RECORDS FOR THIS TASK:
------------

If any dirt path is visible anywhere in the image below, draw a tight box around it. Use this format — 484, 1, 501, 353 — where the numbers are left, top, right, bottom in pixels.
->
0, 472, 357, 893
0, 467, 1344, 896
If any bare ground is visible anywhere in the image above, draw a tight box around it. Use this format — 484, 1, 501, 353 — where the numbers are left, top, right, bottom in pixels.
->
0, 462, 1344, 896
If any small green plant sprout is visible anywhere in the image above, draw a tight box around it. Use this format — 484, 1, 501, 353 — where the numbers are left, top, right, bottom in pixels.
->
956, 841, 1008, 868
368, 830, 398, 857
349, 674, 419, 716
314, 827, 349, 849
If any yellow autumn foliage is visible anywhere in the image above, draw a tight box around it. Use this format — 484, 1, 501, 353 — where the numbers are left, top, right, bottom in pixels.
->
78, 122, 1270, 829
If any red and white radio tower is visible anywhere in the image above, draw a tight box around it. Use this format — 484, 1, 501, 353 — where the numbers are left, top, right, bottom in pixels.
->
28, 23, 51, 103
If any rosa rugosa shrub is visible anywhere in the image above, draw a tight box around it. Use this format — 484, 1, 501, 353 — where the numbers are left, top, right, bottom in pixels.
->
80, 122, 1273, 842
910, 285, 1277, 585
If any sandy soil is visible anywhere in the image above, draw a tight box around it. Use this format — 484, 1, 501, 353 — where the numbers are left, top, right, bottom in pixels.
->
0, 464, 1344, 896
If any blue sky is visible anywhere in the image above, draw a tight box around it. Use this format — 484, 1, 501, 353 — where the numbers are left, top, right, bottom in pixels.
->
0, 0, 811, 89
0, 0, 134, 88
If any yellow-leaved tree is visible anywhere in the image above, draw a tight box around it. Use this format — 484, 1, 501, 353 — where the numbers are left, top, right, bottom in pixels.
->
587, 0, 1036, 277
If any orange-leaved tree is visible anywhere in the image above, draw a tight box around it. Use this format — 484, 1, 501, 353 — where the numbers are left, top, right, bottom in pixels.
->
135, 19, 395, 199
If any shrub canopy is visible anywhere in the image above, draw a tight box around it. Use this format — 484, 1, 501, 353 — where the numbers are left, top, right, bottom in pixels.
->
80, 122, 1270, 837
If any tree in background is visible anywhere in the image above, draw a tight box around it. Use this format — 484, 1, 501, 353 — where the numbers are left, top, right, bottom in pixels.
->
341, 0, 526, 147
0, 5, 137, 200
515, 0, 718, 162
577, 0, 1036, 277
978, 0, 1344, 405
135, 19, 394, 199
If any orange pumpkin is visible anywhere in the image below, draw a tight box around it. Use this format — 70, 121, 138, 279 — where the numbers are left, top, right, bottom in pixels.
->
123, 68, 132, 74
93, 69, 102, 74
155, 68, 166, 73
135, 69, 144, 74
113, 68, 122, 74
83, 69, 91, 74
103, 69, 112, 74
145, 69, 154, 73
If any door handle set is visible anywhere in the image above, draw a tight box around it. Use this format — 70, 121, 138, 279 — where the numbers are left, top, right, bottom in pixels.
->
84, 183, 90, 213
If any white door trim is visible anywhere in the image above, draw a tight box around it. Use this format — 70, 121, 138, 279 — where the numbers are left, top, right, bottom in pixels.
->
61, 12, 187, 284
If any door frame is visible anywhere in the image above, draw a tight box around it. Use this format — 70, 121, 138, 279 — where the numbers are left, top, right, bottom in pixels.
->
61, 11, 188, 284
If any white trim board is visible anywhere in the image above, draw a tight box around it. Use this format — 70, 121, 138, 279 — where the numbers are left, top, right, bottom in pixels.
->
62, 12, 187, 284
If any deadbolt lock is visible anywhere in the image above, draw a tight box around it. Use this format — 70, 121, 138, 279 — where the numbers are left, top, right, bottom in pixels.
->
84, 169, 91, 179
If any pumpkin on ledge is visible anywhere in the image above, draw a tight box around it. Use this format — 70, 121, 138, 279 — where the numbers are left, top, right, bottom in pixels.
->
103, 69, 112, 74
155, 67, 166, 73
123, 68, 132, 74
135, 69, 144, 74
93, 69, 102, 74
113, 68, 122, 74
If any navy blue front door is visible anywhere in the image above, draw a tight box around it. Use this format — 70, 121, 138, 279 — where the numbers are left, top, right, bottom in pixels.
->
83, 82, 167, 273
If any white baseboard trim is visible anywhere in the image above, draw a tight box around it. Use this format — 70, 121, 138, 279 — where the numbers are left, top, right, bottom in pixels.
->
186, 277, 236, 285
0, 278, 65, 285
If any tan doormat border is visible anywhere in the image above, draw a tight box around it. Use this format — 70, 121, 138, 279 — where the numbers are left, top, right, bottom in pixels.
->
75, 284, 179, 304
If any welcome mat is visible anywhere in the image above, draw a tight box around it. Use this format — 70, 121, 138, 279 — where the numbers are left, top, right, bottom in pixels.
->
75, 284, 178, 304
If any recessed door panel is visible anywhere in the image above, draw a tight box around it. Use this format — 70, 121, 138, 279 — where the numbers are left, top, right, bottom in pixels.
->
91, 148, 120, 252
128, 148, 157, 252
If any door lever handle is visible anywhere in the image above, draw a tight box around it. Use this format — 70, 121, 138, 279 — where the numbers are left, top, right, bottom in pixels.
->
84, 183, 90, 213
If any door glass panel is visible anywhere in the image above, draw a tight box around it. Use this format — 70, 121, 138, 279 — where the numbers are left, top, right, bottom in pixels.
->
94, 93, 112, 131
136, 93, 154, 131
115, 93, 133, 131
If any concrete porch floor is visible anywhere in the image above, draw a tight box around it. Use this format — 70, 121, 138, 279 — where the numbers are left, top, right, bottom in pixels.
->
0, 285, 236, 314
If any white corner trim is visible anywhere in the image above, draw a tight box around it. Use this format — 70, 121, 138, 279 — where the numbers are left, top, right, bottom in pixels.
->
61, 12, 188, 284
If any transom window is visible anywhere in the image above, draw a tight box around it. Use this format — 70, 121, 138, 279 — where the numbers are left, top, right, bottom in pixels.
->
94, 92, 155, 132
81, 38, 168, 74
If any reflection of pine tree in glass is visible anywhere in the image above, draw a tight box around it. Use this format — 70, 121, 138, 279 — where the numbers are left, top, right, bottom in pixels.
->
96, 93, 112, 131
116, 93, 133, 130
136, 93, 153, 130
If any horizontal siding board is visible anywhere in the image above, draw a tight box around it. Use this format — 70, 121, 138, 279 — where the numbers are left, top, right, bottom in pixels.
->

------------

WHAT YOU SHOULD DO: Arrange these lines as a numbered list, leaving out any blank lines.

THE RESULT:
1. If any dirt path is visible anywhere in the image below, draw a tight box around it. Use this format — 484, 1, 501, 353 — where the numbers are left, top, right, bottom in pixels.
2. ->
3. 0, 472, 357, 893
4. 0, 467, 1344, 896
5. If any bare ground is visible anywhere in the image above, draw a tight box around it. Use this format — 484, 1, 501, 353 — where the numbers are left, top, right, bottom in pixels.
6. ->
7. 0, 462, 1344, 896
8. If any small green plant sprout is visible anywhere in the image above, draw a tight box around it. Use this format — 484, 1, 501, 353 — where the numbers are left, top, right, bottom in pixels.
9. ->
10. 956, 841, 1008, 868
11. 368, 830, 398, 857
12. 349, 674, 419, 716
13. 314, 827, 349, 849
14. If any yellow autumn foliage is visible anywhere in the image above, draw a tight box around it. Use this format — 484, 1, 501, 353 — where the numbers are left, top, right, bottom in pixels.
15. ->
16. 78, 122, 1270, 829
17. If any red and white radio tower is visible anywhere in the image above, draw a tight box around it. Use this format — 484, 1, 501, 353 — where the numbers are left, top, right, bottom in pixels.
18. ->
19. 28, 23, 51, 103
20. If any rosa rugosa shrub is visible anywhere in the image above, draw a tight box around it. Use this format — 484, 1, 501, 353 — where the numbers are left, top, right, bottom in pixels.
21. ->
22. 80, 122, 1273, 842
23. 910, 285, 1277, 585
24. If any sandy soil is visible anywhere in the image above, draw a tight box around it. Use this format — 484, 1, 501, 353 — where the numbers are left, top, right, bottom in pixels.
25. ->
26. 0, 464, 1344, 896
27. If any blue sky is visible anywhere in the image above, draw a tight box around it. Use this format — 484, 1, 501, 353 — where the numbers are left, top, right, bottom in pixels.
28. ->
29. 0, 0, 811, 89
30. 0, 0, 134, 88
31. If any yellow-leaved tree is visible anywhere in the image above, draw a tight box around it. Use this format — 484, 1, 501, 353 — where the numbers are left, top, right, bottom in pixels.
32. ->
33. 587, 0, 1036, 277
34. If any orange-leaved tree is visible anywhere in the image above, draw a tight box around it. Use this format — 484, 1, 501, 353 — where the numbers are left, top, right, bottom in pixels.
35. ->
36. 135, 19, 395, 199
37. If any shrub canopy is visible anywhere in the image above, draw a tight box around it. Use this format — 484, 1, 501, 353 — where the numbers are left, top, right, bottom in pixels.
38. ->
39. 80, 122, 1270, 837
40. If any tree in background is visible anywhere in the image above, draw a tight box around it. Use this format — 484, 1, 501, 353 — where the numbers are left, top, right, bottom in pixels.
41. ->
42. 341, 0, 526, 147
43. 0, 5, 137, 200
44. 515, 0, 718, 162
45. 577, 0, 1036, 277
46. 978, 0, 1344, 405
47. 135, 19, 394, 199
48. If any orange pumpkin is visible anywhere in the image below, draw a tight box around it. Use this format — 70, 121, 138, 279 — where the numbers are left, top, right, bottom in pixels.
49. ->
50. 123, 68, 132, 74
51. 93, 69, 102, 74
52. 155, 68, 166, 73
53. 135, 69, 144, 74
54. 113, 68, 122, 74
55. 83, 69, 91, 74
56. 103, 69, 112, 74
57. 145, 69, 154, 73
58. If any door handle set is visible anywhere in the image above, draw a tight box around it. Use this format — 70, 121, 138, 279 — where the numbers are left, top, right, bottom in pixels.
59. ->
60. 84, 183, 90, 213
61. If any white door trim is visible anywhere in the image above, draw a tight box around it. Use this format — 70, 121, 138, 279 — where the numbers are left, top, right, bottom in pixels.
62. ->
63. 61, 12, 187, 284
64. If any door frame is visible anywhere in the image above, draw a tight box around it. Use this format — 70, 121, 138, 279 — where the numbers are left, top, right, bottom in pixels.
65. ->
66. 61, 11, 188, 284
67. If any white trim board is visible anywhere in the image above, draw a tight box around it. Use this format — 70, 121, 138, 279 — where the numbers are left, top, right, bottom in pixels.
68. ->
69. 62, 12, 187, 284
70. If any deadbolt lock is visible anywhere in the image above, draw a tight box around it. Use this format — 70, 121, 138, 279 — where the numbers are left, top, right, bottom in pixels.
71. ->
72. 84, 169, 91, 179
73. If any pumpkin on ledge is visible anywhere in the image above, draw a tight box around it. Use this format — 70, 121, 138, 279 — where the numbers are left, top, right, bottom in pixels.
74. ->
75. 103, 69, 112, 74
76. 155, 67, 166, 73
77. 123, 68, 132, 74
78. 135, 69, 144, 74
79. 93, 69, 102, 74
80. 113, 68, 122, 74
81. If any navy blue front door is visible anywhere in the image above, draw a tight box around it. Use this format — 70, 121, 138, 279 — where the numbers are left, top, right, bottom in pixels.
82. ->
83. 83, 82, 167, 273
84. If any white baseboard trim is visible anywhere in the image above, draw a tight box around it. Use this format — 70, 121, 138, 279 — where the numbers are left, top, right, bottom in pixels.
85. ->
86. 186, 277, 236, 285
87. 0, 278, 65, 285
88. If any tan doormat border is visible anywhere in the image above, draw a tight box around it. Use this format — 70, 121, 138, 279 — where the numbers are left, top, right, bottom in pixels.
89. ->
90. 75, 284, 179, 304
91. If any welcome mat is visible anywhere in the image above, draw a tight box around it. Use this format — 70, 121, 138, 279 — where the numbers are left, top, right, bottom in pixels.
92. ->
93. 75, 284, 178, 304
94. If any recessed door panel is visible anywhere in the image above, draw a tight box around it. Use this format — 70, 121, 138, 279 — where the numbers are left, top, right, bottom in pixels.
95. ->
96. 91, 148, 120, 252
97. 128, 148, 157, 252
98. If any door lever handle is visible anywhere in the image above, draw a tight box around it. Use this format — 70, 121, 138, 279 — where the numbers are left, top, right, bottom in pixels.
99. ->
100. 84, 183, 90, 213
101. If any door glass panel is visible anywhere in the image above, draw a tight box around it. Use this format — 70, 121, 138, 279 — where the numbers are left, top, right, bottom in pixels.
102. ->
103. 94, 93, 112, 131
104. 136, 93, 154, 131
105. 115, 93, 133, 131
106. If any concrete porch floor is visible anywhere in the image above, draw a tight box around it. Use this format — 70, 121, 138, 279 — where the numbers are left, top, right, bottom in pixels.
107. ->
108. 0, 285, 236, 314
109. If any white corner trim is visible anywhere in the image above, draw a tight box around it. Use this format — 70, 121, 138, 279 — where the numbers are left, top, right, bottom in pixels.
110. ->
111. 61, 12, 188, 284
112. If any transom window is visible anywhere in the image above, draw a tight box around it. Use this format — 70, 121, 138, 279 — where the numbers are left, top, right, bottom in pixels.
113. ->
114. 94, 92, 155, 132
115. 81, 38, 168, 74
116. If any reflection of pine tree in glass is visible anywhere in the image above, draw a tight box around it. Use this format — 70, 121, 138, 279 — where the numbers are left, top, right, bottom in pixels.
117. ->
118. 96, 93, 112, 131
119. 116, 93, 133, 130
120. 136, 93, 153, 130
121. If any horizontal siding board is visible anywhere in the image above, draw a tight box around it. Use this format — 70, 121, 138, 279 — where the numbers are left, top, right, bottom in pixels.
122. ->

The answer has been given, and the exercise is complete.